• INPUT:
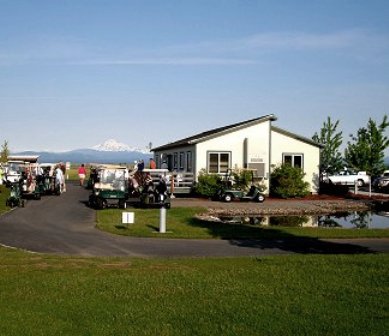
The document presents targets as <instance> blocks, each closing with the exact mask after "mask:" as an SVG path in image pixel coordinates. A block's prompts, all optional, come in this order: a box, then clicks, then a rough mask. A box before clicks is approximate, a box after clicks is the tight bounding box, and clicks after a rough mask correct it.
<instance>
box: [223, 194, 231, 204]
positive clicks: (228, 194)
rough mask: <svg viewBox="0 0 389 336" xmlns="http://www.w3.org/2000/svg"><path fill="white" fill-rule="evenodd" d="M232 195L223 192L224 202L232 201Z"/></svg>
mask: <svg viewBox="0 0 389 336" xmlns="http://www.w3.org/2000/svg"><path fill="white" fill-rule="evenodd" d="M232 198H233V197H232V195H231V194H225V195H224V197H223V200H224V202H227V203H228V202H231V201H232Z"/></svg>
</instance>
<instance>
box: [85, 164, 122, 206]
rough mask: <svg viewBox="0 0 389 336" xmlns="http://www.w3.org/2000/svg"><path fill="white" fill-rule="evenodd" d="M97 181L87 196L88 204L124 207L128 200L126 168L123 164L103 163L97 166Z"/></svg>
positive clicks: (103, 205) (96, 178)
mask: <svg viewBox="0 0 389 336" xmlns="http://www.w3.org/2000/svg"><path fill="white" fill-rule="evenodd" d="M96 180H97V182H96V183H95V184H94V186H93V190H92V193H91V195H90V196H89V205H90V206H91V207H93V208H96V209H104V208H107V207H108V206H110V205H117V206H119V208H122V209H125V208H126V207H127V203H126V201H127V200H128V197H129V193H128V169H127V167H123V166H114V165H104V166H100V167H98V168H97V178H96Z"/></svg>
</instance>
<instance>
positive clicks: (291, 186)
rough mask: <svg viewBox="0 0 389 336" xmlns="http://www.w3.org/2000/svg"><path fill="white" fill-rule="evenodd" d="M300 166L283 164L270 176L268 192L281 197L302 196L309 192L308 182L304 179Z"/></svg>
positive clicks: (302, 171)
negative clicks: (269, 183)
mask: <svg viewBox="0 0 389 336" xmlns="http://www.w3.org/2000/svg"><path fill="white" fill-rule="evenodd" d="M304 176H305V173H304V172H303V171H302V169H301V168H298V167H292V166H291V165H290V164H283V165H281V166H280V167H277V168H276V169H274V171H273V172H272V174H271V177H270V193H271V194H272V195H274V196H279V197H282V198H291V197H304V196H307V195H308V194H309V183H308V182H305V181H304Z"/></svg>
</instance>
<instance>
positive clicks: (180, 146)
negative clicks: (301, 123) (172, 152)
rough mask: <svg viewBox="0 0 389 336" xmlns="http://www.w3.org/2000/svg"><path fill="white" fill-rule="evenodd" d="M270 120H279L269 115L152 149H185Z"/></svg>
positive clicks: (232, 125) (152, 149)
mask: <svg viewBox="0 0 389 336" xmlns="http://www.w3.org/2000/svg"><path fill="white" fill-rule="evenodd" d="M268 120H270V121H274V120H277V118H276V117H275V116H274V114H269V115H265V116H262V117H259V118H255V119H250V120H246V121H242V122H239V123H236V124H232V125H228V126H223V127H219V128H214V129H211V130H209V131H205V132H202V133H198V134H195V135H192V136H190V137H188V138H184V139H181V140H177V141H174V142H171V143H168V144H166V145H162V146H159V147H155V148H152V149H151V151H153V152H155V151H162V150H167V149H172V148H177V147H184V146H189V145H193V144H196V143H199V142H203V141H206V140H209V139H212V138H215V137H218V136H220V135H224V134H228V133H230V132H234V131H237V130H239V129H242V128H245V127H248V126H252V125H255V124H259V123H262V122H264V121H268Z"/></svg>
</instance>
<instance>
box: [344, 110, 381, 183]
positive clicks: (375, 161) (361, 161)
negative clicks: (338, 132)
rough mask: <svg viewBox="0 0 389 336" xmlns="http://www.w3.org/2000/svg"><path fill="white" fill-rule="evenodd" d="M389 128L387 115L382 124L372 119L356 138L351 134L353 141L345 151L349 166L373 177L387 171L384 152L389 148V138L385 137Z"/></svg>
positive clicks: (361, 128) (346, 160)
mask: <svg viewBox="0 0 389 336" xmlns="http://www.w3.org/2000/svg"><path fill="white" fill-rule="evenodd" d="M388 127H389V121H388V116H387V115H385V116H384V118H383V120H382V122H381V123H380V124H378V125H377V123H376V122H375V121H374V120H372V119H371V118H370V119H369V121H368V123H367V127H362V128H360V129H359V130H358V133H357V135H356V136H354V135H352V134H351V135H350V137H351V140H352V141H349V142H348V146H347V148H346V150H345V159H346V162H347V164H348V165H349V166H350V167H353V168H356V169H359V170H364V171H367V172H368V174H371V175H373V176H377V175H379V174H381V173H382V171H383V170H384V169H385V162H384V152H385V149H386V148H388V146H389V138H388V137H387V136H385V131H386V129H387V128H388Z"/></svg>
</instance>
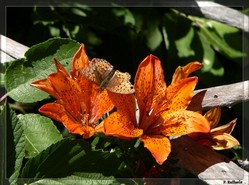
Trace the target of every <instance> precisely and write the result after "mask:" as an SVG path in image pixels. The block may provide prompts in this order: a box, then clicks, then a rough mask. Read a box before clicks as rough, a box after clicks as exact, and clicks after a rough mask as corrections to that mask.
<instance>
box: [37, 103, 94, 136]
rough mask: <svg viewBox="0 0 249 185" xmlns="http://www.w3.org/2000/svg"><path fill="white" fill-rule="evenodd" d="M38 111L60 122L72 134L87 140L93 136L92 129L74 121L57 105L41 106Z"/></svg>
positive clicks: (90, 127) (53, 104)
mask: <svg viewBox="0 0 249 185" xmlns="http://www.w3.org/2000/svg"><path fill="white" fill-rule="evenodd" d="M39 111H40V112H41V113H42V114H44V115H46V116H48V117H50V118H52V119H54V120H56V121H59V122H62V123H63V125H64V126H65V127H66V128H67V129H68V130H69V131H70V132H71V133H73V134H79V135H83V138H89V137H91V136H92V135H93V134H94V129H93V128H92V127H89V126H87V125H83V124H82V123H79V122H77V121H75V119H73V117H72V116H70V115H68V114H67V113H66V110H65V109H64V107H63V106H62V105H60V104H58V103H47V104H45V105H43V106H42V107H41V108H40V109H39Z"/></svg>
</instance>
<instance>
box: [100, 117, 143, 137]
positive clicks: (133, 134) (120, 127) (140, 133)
mask: <svg viewBox="0 0 249 185" xmlns="http://www.w3.org/2000/svg"><path fill="white" fill-rule="evenodd" d="M103 122H104V129H105V134H106V135H109V136H116V137H119V138H122V139H132V138H136V137H139V136H141V135H142V134H143V130H142V129H138V128H135V126H134V125H133V123H132V122H131V120H130V119H129V117H126V116H125V115H121V114H119V113H118V112H114V113H112V114H111V115H110V116H108V117H107V118H106V119H104V121H103ZM101 124H102V123H101Z"/></svg>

• TASK REQUIREMENTS: Please find each line in the records above that holds the word "order", and copy it.

• SOLUTION TO THE PROBLEM:
The document presents targets as <instance> blocks, each closing with the exact mask after "mask:" as an SVG path in image pixel coordinates. A block's prompts, all optional, come in this order: a box, then clicks, then a rough mask. A box before clicks is approximate, a box after clicks is the tight bounding box, and clicks after a rough mask correct it.
Trace the target of every <instance> precisely and write the result after "mask:" as an SVG path in image pixels. The block may provide prompts in this order: a box, then clicks, then a rough mask. Read a box before clicks as rough, a box after clicks as exact, and clicks after a rough mask as corrections to that mask.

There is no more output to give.